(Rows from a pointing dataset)
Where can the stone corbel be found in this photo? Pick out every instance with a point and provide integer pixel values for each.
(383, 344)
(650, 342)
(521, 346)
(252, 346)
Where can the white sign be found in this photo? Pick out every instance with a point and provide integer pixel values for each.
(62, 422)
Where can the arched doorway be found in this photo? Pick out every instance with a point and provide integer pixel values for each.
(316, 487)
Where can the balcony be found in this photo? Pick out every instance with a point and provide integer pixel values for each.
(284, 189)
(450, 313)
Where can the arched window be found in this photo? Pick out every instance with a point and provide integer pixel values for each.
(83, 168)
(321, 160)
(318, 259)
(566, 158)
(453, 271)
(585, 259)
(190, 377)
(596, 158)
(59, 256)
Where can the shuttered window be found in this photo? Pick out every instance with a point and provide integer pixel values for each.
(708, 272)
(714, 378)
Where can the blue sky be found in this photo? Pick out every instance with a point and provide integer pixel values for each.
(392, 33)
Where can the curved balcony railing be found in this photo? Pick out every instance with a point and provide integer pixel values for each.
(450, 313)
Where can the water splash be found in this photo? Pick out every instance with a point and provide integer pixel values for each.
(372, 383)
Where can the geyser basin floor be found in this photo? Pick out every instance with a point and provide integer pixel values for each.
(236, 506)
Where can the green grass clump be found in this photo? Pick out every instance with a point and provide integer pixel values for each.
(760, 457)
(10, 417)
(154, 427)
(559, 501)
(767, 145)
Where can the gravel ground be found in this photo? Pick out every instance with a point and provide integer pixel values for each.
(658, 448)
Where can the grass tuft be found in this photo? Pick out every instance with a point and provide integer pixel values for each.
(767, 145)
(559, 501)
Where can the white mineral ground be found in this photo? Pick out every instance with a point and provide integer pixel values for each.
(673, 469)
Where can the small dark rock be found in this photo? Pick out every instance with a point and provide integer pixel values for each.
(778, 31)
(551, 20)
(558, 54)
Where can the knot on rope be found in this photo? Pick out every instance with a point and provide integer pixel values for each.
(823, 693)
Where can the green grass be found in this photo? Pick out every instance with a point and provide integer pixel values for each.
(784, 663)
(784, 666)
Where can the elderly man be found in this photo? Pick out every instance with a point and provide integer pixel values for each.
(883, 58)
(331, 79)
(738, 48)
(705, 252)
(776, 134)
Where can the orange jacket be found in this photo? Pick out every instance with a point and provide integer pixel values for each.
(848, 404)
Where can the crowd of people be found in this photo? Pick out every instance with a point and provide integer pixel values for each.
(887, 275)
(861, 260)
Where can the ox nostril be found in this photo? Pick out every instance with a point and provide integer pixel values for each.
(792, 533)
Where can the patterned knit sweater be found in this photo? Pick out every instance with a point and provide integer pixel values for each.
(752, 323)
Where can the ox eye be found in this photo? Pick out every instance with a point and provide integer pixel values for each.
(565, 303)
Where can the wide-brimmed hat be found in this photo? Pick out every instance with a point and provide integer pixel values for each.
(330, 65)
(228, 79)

# WHAT TO WORK ON
Return all of the entries exactly as written.

# CORRECT RESPONSE
Where can the stone corbel be found in this photo? Pick out every instance with a point and provide integer pixel values for each.
(383, 344)
(650, 342)
(521, 346)
(252, 346)
Where can the white sign be found in this photo? Pick out every instance with a point and provide integer pixel values for each.
(62, 422)
Where can the arched doorway be found in this photo? Pick out every instance with a point and provide integer pixel values for each.
(316, 487)
Where can the balcony be found in this photo? Pick out every instance with a point and provide integer pixel values for each.
(284, 189)
(450, 313)
Where can the arched window be found in this photo? Pick out every instance with a point and provide integer pixel values for each.
(83, 168)
(321, 160)
(318, 259)
(566, 158)
(453, 271)
(585, 259)
(190, 377)
(596, 158)
(59, 256)
Where can the shuttered window be found in this photo? Pick out every instance with a point and provide integer pixel values for each.
(708, 272)
(714, 378)
Where can the blue sky be found in this photo? Pick out every instance with a point and provide integer pixel values for each.
(392, 33)
Where can the curved balcony railing be found in this photo? Pick out every instance with a point and provide integer pixel values for each.
(450, 313)
Where can the water splash be found in this photo? Pick out every instance with a point and provide integer pixel values for each.
(372, 383)
Where can the geyser basin floor be found in this photo? Pick out every instance with a point and provide integer pixel values for each.
(236, 506)
Where can the green grass clump be found in this photo? Pick out every instance with a point and provide integer pixel values for each.
(760, 457)
(10, 417)
(154, 427)
(559, 501)
(767, 145)
Where can the gravel ground be found in this photo? Pick out every instance with a point and provide integer pixel values for each.
(658, 448)
Where can the grass tuft be found in this photo? Pick out every instance with a point and provide integer pixel values for each.
(767, 145)
(559, 501)
Where can the white mineral ground be found in this photo? Pick out every instance with a point and provide integer pixel values for each.
(673, 469)
Where can the small dark rock be found in this photo? Pick out every instance with a point and provide integer pixel values for each.
(778, 31)
(551, 20)
(558, 54)
Where can the knot on rope be found in this photo? Pick out every instance with a point and provide integer pixel values for each.
(823, 693)
Where can the green grass be found in this photo? Pick out every instance with a point and provide integer pixel values for each.
(784, 663)
(784, 666)
Where can the elderly man be found in this photo? Pick out every instance with a point and provide integer pixel values for each.
(883, 58)
(331, 79)
(738, 48)
(705, 252)
(776, 134)
Where can the orange jacket be found in this photo? Pick out every instance with a point and provide integer pixel values for each.
(848, 404)
Where can the crowd of people be found in this photo? Pick out every instance with a point and provide integer pixel values for each.
(887, 275)
(861, 260)
Where can the ox nostril be found in this photo? Pick out every instance with a point and provide integer pixel values for each.
(792, 533)
Where can the patterned knit sweater be found in this photo? Pick out every instance with a point and provide integer pixel values for each.
(752, 323)
Where can the ox eye be found in this photo? Pick out every instance with a point and provide integer pixel values for each.
(565, 303)
Where can the wide-brimmed hat be found in this photo? Pick out every instance with a point and provide integer pixel values for each.
(330, 65)
(228, 79)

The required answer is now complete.